(Beginning of DATA EXTRACTS)

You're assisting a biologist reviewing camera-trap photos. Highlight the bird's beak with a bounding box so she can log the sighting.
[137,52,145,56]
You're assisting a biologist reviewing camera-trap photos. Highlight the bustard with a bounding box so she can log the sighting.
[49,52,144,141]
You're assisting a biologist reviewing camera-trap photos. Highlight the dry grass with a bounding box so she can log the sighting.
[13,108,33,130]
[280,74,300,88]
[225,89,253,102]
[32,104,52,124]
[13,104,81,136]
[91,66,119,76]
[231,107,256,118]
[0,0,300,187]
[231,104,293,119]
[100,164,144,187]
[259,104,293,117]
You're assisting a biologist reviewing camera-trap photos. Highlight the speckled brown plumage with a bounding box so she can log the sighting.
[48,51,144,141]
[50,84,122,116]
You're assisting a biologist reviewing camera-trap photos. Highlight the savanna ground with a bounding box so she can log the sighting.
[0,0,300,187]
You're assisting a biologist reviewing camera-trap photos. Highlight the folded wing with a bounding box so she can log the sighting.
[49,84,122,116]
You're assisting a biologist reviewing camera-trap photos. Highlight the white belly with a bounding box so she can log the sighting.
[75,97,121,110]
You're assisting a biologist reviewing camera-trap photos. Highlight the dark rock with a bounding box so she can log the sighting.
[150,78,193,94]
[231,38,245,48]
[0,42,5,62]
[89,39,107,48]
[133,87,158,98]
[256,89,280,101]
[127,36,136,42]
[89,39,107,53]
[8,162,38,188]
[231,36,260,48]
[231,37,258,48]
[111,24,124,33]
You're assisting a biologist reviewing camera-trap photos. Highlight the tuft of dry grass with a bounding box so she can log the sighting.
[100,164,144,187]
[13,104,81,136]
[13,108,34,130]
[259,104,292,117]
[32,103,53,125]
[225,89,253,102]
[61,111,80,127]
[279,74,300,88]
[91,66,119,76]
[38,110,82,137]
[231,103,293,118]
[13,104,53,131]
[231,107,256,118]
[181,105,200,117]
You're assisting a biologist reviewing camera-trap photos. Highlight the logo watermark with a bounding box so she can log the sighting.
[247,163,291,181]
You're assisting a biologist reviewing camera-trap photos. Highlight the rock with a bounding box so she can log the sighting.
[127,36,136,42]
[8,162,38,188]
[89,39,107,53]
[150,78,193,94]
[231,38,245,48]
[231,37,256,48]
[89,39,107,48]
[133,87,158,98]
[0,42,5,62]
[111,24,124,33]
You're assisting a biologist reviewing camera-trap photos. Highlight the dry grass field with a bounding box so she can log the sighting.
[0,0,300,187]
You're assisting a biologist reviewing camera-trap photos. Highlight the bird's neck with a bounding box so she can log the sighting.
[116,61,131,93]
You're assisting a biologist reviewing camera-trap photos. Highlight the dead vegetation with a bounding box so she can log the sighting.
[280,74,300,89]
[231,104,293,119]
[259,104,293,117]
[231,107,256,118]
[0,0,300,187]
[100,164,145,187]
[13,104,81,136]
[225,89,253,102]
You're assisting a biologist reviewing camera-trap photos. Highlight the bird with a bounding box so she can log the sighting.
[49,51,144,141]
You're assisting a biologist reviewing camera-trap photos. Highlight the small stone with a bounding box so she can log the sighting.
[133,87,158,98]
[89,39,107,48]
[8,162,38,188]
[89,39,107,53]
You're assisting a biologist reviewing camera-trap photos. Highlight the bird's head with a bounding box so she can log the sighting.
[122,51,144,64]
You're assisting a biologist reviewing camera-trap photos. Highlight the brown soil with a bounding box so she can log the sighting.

(End of DATA EXTRACTS)

TRY IT>
Everything from the line containing "Highlight the small" through the last line of the listing must be reproduced exactly, and no other line.

RESULT FOR THIS TASK>
You're assisting a biologist reviewing camera-trap photos. Highlight the small stone with a bounding box so she can log the sighting.
[133,87,158,98]
[89,39,107,48]
[8,162,38,188]
[89,39,107,53]
You're assisting a biologist reviewing camera-trap photos. Highlight the bird's head with a bounding box so she can log the sighting.
[122,51,144,64]
You're assisting a biologist reviewing camera-trap photos. Highlight the brown soil with a bounding box so she can log the sighting.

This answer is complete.